Goal: Print the entire listing. Each line must match the original exactly.

Extracted records:
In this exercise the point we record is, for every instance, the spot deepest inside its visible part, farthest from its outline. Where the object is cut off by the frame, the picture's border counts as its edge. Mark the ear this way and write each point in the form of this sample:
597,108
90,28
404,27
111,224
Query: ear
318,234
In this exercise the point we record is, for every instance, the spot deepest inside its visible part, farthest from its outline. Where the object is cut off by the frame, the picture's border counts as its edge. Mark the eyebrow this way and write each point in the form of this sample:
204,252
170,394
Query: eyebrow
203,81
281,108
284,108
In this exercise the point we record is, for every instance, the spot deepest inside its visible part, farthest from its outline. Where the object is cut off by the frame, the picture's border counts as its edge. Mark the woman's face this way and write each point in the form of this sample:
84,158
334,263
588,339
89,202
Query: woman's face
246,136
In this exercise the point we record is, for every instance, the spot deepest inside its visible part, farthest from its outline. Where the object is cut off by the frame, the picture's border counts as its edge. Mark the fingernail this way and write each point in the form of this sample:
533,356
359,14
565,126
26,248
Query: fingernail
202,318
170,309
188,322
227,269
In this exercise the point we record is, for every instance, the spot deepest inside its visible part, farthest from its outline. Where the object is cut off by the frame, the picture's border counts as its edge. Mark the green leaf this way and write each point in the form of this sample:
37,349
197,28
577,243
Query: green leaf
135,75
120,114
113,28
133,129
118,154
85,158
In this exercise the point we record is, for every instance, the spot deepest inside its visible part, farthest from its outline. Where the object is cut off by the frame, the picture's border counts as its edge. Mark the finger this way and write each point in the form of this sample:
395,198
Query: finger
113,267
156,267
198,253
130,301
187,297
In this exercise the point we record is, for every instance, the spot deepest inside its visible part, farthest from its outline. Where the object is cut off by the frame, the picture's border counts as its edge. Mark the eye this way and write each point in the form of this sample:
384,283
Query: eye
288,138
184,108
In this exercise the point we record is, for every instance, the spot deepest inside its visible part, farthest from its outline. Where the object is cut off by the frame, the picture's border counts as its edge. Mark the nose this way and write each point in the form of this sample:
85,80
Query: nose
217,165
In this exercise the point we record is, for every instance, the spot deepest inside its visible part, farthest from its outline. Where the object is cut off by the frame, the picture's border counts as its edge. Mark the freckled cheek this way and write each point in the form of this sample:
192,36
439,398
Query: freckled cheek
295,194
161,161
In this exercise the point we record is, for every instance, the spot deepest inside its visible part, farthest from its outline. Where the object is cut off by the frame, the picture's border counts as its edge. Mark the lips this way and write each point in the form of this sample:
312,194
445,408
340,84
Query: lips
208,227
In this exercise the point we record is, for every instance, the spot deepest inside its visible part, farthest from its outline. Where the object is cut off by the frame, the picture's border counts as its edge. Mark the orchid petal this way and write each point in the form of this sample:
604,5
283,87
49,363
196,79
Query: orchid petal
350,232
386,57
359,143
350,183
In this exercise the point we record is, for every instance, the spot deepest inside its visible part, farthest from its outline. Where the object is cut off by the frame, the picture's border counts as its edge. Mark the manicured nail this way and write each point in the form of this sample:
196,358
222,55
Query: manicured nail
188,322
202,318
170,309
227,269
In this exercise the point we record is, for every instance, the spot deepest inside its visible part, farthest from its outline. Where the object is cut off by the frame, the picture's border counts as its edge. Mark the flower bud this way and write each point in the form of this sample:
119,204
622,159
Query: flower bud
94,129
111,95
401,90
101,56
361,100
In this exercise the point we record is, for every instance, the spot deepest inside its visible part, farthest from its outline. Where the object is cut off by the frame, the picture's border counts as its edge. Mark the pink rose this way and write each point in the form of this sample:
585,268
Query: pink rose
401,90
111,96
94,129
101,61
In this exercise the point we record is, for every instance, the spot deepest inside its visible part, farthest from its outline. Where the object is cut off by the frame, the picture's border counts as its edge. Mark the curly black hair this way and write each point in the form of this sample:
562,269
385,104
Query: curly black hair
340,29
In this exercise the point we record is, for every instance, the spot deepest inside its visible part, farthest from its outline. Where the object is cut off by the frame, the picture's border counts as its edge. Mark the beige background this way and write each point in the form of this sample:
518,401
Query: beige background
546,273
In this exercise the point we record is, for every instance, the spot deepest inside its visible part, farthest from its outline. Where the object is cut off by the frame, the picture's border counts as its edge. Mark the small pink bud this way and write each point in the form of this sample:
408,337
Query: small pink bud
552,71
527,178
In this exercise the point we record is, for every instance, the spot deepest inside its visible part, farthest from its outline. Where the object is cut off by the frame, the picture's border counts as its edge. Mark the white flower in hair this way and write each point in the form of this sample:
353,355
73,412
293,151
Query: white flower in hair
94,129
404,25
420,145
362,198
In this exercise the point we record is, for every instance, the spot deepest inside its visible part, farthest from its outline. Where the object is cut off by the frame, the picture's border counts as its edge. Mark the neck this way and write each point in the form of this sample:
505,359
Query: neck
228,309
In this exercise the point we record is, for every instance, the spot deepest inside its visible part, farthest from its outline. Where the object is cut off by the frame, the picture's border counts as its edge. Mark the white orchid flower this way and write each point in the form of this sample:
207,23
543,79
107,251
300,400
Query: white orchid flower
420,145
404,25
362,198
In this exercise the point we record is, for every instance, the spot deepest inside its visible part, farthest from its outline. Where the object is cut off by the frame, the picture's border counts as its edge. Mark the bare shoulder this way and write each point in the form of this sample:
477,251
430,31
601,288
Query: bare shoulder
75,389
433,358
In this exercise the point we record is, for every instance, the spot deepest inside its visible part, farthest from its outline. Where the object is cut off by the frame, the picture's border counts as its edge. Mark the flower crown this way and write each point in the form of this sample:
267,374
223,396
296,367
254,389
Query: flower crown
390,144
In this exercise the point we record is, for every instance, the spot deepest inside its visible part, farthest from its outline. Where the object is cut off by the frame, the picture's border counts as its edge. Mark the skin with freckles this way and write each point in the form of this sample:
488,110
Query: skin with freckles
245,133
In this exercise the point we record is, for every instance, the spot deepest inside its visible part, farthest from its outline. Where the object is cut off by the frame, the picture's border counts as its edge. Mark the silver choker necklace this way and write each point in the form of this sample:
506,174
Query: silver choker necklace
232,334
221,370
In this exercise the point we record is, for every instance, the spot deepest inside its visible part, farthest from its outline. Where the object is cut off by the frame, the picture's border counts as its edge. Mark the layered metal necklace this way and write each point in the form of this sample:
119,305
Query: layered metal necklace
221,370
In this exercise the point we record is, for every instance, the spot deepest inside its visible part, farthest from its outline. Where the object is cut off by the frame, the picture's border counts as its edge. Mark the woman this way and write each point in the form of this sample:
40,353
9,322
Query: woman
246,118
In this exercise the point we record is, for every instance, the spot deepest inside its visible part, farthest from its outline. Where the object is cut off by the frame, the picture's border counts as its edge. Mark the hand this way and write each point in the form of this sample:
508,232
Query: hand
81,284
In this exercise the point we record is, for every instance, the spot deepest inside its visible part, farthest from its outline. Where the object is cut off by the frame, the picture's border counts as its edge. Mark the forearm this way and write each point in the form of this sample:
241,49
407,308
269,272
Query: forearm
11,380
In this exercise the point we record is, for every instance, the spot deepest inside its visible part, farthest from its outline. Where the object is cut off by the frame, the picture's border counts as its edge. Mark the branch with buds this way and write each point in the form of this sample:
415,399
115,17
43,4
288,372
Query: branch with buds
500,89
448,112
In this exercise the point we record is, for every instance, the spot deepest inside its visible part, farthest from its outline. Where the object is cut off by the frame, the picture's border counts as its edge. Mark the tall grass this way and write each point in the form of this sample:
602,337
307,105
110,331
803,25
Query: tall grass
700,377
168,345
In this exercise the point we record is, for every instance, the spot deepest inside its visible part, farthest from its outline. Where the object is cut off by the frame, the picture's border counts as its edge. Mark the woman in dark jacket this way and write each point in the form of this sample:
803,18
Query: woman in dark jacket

Task output:
In this exercise the point we record is, for every instance, the spot deepest inside its visible part, farthest from its outline. Where the object is cut off by the frame, the picture's border counts as its edge. Mark the ear this way and write each point in the form of this sample:
597,108
90,28
404,27
111,224
Query: ear
318,234
In this exercise the point we record is, for every instance, the spot deepest inside its visible part, farthest from its outline. Where the object is cut off by the frame, the picture's border counts as its edge. Mark the eyebrow this way and write each point in the form of this sample:
204,252
170,394
Query: eyebrow
203,81
281,108
284,108
In this exercise the point we record is, for every instance, the spot deepest inside its visible part, farthest from its outline. Where the object is cut off by the frame, the picture's border counts as its edge. Mark the woman's face this way and write each point in the form of this sample:
84,158
334,263
588,339
89,202
Query: woman's face
246,136
In this exercise the point we record is, for every instance, the spot deepest inside its visible part, farthest from its outline. Where the object is cut off by the frame, the picture's border counts as its edge. Mark the fingernail this way and write each point in the form of this sample:
533,356
359,14
565,126
26,248
Query: fingernail
202,318
170,309
188,322
227,269
In this exercise the point we record is, for every instance, the spot deepest inside its visible part, farthest from its outline. Where the object is cut off by the frame, the picture's border counts as its edge. Mark the green leaf this way and write each point in the form of this sample:
37,349
197,28
577,243
Query: green leaf
135,75
120,114
113,28
133,129
118,154
85,158
In this exercise the point we record is, for every instance, the spot deepest inside its visible part, farthest from its outline. Where the object is cut off by the frame, the picture's border counts as its edge. Mark the finger this way and write each point in the form of this sample:
395,198
Query: finger
113,267
156,267
198,253
130,301
187,297
In this exercise the point we record is, for every instance, the spot deepest inside its visible part, farthest from its outline. Where the object is cut off by the frame, the picture's border counts as its edge. Mark the eye this way and write each point in the form of this sample:
384,283
Query: eye
288,138
184,108
In this exercise the point we record is, for every instance, the spot deepest inside its visible part, farthest from its outline. Where the object is cut off by the frame, the picture's border counts as its edge. Mark the nose this way and write each point in the form of this sample:
85,80
Query: nose
217,165
In this exercise the point we record is, for every instance, the spot deepest inside its visible part, farthest from its outline. Where the object is cut off by the frame, the picture's border counts as its edge. Mark the freckled cheek this way and write each point in the form of this sample:
192,36
439,398
Query: freckled cheek
295,194
161,161
In this exercise the point we record is, for every instance, the spot deepest inside its visible part, farthest from its outline. Where the object is cut off by the frame, the picture's border counts as its edge. Mark the lips this way and write each point in the form of this sample:
312,194
445,408
340,84
Query: lips
208,227
In this exercise the point we record is, for every instance, the spot deepest inside its visible part, farthest from its outline. Where the object is cut off by the frame, the picture's border counts as its edge. Mark the orchid petal this way and write each point in the form of this sample:
604,5
283,87
49,363
196,79
Query: orchid petal
350,232
386,57
359,143
350,183
In this exercise the point we record is, for every instance, the spot deepest inside its visible part, farthest from its outline. Where the object is cut off by the frame, the picture's border counts as its edge. Mark the manicured nail this way and write each point in the form of this sample:
196,358
222,55
Query: manicured nail
188,322
202,318
170,309
227,269
In this exercise the point we record is, for every instance, the spot deepest inside its visible part, farthest from its outline. Where the object is cut off by the frame, the picture's border counts as its edge. Mark the flower bud this way and write each point in the form of this sample:
119,204
622,159
Query: flower bud
94,129
111,95
401,90
101,56
361,100
In this exercise the point we record is, for every instance, the spot deepest inside its visible part, farthest from its outline. Where the object is cut off by the frame, the picture's border counts as its edge. Mark the pink rose this way and write each point in the form of this sample:
585,268
Query: pink rose
401,90
111,96
94,129
101,61
In this exercise the point we record is, for every instance, the spot deepest inside its visible part, farthest from its outline. Where the object is cut off by the frame, the picture's border counts as its edge. Mark the curly black hair this way and write each point in the form of this sample:
562,269
385,104
Query: curly black hair
340,29
In this exercise the point we record is, for every instance, the spot deepest inside its visible part, farthest from its outline. Where the object is cut off by the frame, the picture's border counts as its edge. Mark the beige background this way and write each point in the form of this sample:
518,401
Query: beige background
546,273
In this exercise the point we record is, for every instance, the spot deepest inside its visible part, farthest from its outline. Where the object is cut off by the frame, the picture's border counts as its edge. Mark the small pink bud this way and write each point in the form of this sample:
408,337
Query: small pink bud
552,71
527,178
In this exercise the point we record is, for every instance, the spot deepest inside its visible part, farthest from its outline. Where the object is cut off by the frame, the picture's border counts as its edge. Mark the white flower in hair this way and write each point in the form of this sample:
353,355
73,412
293,151
Query: white flower in hair
94,129
404,25
420,145
362,198
In this exercise the point we record is, for every instance, the spot deepest inside its visible part, farthest from its outline. Where the object is cut off by the frame, the picture's border counts as its edge. Mark the neck this way and write each point in the form of this sample:
505,359
Query: neck
228,309
In this exercise the point we record is, for every instance, the spot deepest inside its visible part, farthest from its outline. Where the object is cut off by the frame, the picture's border counts as its edge. Mark the white orchid flower this way and write each point in the form of this sample:
207,23
543,79
107,251
300,400
Query: white orchid flower
420,145
404,25
362,198
In this exercise the point we record is, for every instance, the spot deepest inside its visible part, farthest from its outline. Where the object is cut off by the frame, the picture's border counts as its edge. Mark the bare shoulder this way and write each point in the form of this sample:
477,251
430,31
601,288
Query: bare shoulder
75,389
433,358
In this exercise the point we record is, for every instance, the spot deepest inside its visible part, farthest from its outline. Where the object is cut off by the frame, the picture's border counts as its edge. Mark the flower crown this way and write each point in the form of this sample:
267,374
223,396
296,367
254,389
Query: flower crown
390,144
In this exercise the point we record is, for every instance, the spot deepest inside its visible part, farthest from its outline. Where the object is cut off by the frame, the picture's border counts as its edge. Mark the skin with freckles this way and write each point in the form of this sample:
488,110
Query: skin with freckles
245,133
In this exercise the point we record is, for every instance, the spot deepest inside its visible part, farthest from its outline. Where the object is cut off by the frame, the picture's border counts as its edge. Mark the silver choker necklace this way and write each point in the form of this sample:
506,174
Query: silver choker necklace
232,334
221,370
In this exercise the point we record is, for every instance, the spot deepest inside its visible part, farthest from its outline. Where the object is cut off by the frame, the picture's border counts as its edge. Mark the layered metal necklace this way and write each point in the form of this sample:
119,305
Query: layered metal necklace
221,370
In this exercise the point we record is, for every instance, the spot deepest inside its visible part, farthest from its outline. Where the object is cut off by the frame, the picture's border counts as its edge. Mark the woman this way and write each point in the form of this sample:
40,353
9,322
Query: woman
246,118
In this exercise the point we record is, for every instance, the spot deepest inside its visible part, farthest from its outline. Where the object is cut off by the frame, the picture's border counts as its edge. Mark the hand this way and write each point in the form of this sample:
508,232
Query: hand
81,284
In this exercise the point we record is, for every instance, the spot deepest inside its visible part, farthest from its outline. Where the object is cut off by the frame, the picture's border counts as its edge. Mark the forearm this way and write each point in the form of this sample:
241,49
407,308
269,272
Query: forearm
11,380
In this exercise the point we record is, for every instance, the spot deepest inside its visible part, farthest from its outline. Where the object is cut off by the frame, the picture's border counts as its edge. Mark the branch with buds this way and write each point in the form of this sample:
415,399
115,17
43,4
288,372
Query: branch with buds
500,89
448,112
In this exercise the point we record is, for every instance, the spot deepest inside its visible part, farthest from its outline. Where the object is cut off by the frame, the picture's border counts as its edge. Mark the tall grass this way and write each point in the form of this sample:
602,337
307,105
110,331
803,25
Query: tall grass
700,377
168,345
In this exercise the point we record is, for every instance, the spot deepest inside its visible part, farthest from its outline. Where the object is cut off by the frame, the picture's border counts as its edge. Mark the woman in dark jacket this way and write each point in the form of this sample:
803,18
Query: woman in dark jacket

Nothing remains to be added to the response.